**Requirements:** Can you quote the records verbatim, starting with the line containing "Please place a" and ending with the line containing "column 38, row 61", both lines included, but without the pictures?

**Provided information:**
▼

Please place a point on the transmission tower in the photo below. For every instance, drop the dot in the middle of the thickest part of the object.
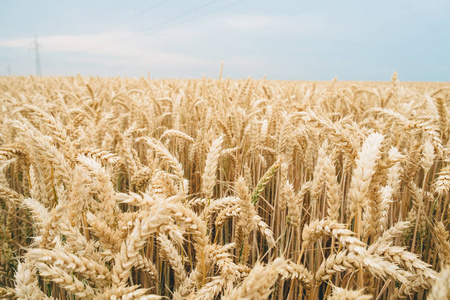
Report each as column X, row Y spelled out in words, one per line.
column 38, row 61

▲
▼

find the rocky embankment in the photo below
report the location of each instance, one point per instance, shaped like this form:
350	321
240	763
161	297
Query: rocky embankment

▲

**Answer for this exercise:**
Please place a point on the transmission tower in the photo below. For every instance, drop the dot in the middle of the thickest part of the object.
Report each as column X, row Y spelled out in words, one per line.
column 38, row 61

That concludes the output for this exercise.